--- Objective ---
Pick out each line of the records below that contains the word "model", and copy those lines in order.

--- Input for this task ---
==*==

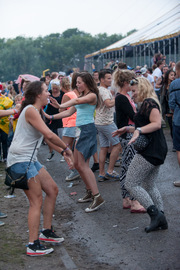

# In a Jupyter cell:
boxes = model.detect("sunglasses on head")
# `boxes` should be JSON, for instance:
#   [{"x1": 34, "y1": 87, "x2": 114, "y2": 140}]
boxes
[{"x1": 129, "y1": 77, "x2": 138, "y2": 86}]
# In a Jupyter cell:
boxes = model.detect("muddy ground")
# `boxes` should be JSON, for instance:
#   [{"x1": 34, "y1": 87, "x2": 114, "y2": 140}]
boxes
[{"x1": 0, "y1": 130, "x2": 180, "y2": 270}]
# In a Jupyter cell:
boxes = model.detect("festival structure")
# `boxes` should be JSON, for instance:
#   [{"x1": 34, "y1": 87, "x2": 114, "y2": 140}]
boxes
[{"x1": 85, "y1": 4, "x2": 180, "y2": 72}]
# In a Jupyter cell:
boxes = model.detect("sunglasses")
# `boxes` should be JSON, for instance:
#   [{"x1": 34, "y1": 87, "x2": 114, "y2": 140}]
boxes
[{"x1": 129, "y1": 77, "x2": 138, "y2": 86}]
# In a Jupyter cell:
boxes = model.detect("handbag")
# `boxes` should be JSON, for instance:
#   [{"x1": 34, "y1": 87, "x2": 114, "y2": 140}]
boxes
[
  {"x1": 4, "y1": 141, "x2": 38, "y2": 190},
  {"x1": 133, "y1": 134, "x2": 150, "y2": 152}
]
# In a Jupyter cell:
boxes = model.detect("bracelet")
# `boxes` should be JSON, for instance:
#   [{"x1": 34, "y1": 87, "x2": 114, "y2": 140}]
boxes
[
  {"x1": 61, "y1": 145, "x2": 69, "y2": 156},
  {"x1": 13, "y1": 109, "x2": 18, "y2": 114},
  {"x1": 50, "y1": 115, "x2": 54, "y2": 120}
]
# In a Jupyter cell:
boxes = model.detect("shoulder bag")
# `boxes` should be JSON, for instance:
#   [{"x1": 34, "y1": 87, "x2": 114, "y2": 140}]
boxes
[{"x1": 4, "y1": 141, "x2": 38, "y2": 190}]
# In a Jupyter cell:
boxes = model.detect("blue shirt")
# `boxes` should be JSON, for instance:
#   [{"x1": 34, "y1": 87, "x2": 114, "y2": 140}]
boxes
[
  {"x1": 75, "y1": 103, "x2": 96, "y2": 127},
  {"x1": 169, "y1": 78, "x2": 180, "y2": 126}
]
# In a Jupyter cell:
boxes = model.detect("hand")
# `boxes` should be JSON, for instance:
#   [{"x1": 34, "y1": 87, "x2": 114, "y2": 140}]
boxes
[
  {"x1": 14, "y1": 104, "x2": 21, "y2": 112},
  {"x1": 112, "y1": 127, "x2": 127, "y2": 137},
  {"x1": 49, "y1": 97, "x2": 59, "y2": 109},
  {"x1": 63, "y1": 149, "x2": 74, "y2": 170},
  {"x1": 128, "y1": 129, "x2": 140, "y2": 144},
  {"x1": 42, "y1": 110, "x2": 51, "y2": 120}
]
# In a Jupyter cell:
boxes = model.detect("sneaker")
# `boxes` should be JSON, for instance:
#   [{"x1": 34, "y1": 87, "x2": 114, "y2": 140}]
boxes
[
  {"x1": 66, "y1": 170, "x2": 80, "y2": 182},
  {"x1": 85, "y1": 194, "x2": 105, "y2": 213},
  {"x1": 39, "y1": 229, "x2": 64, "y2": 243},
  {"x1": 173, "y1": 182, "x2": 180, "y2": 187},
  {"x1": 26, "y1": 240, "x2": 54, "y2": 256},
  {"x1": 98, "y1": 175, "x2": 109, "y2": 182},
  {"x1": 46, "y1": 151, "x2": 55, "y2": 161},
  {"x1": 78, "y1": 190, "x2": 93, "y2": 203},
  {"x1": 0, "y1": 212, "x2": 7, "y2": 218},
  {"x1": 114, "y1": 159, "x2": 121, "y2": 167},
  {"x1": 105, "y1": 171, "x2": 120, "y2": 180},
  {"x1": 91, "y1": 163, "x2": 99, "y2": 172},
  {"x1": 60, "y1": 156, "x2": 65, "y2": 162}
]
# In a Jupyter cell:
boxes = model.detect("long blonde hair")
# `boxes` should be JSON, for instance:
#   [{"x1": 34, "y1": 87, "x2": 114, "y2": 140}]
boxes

==*==

--- Solution to the exercise ---
boxes = model.detect("sunglasses on head")
boxes = model.detect("muddy ground")
boxes = model.detect("festival structure")
boxes = model.detect("sunglasses")
boxes = model.detect("handbag")
boxes = model.detect("bracelet")
boxes = model.detect("shoulder bag")
boxes = model.detect("blue shirt")
boxes = model.detect("hand")
boxes = model.detect("sneaker")
boxes = model.detect("long blonde hair")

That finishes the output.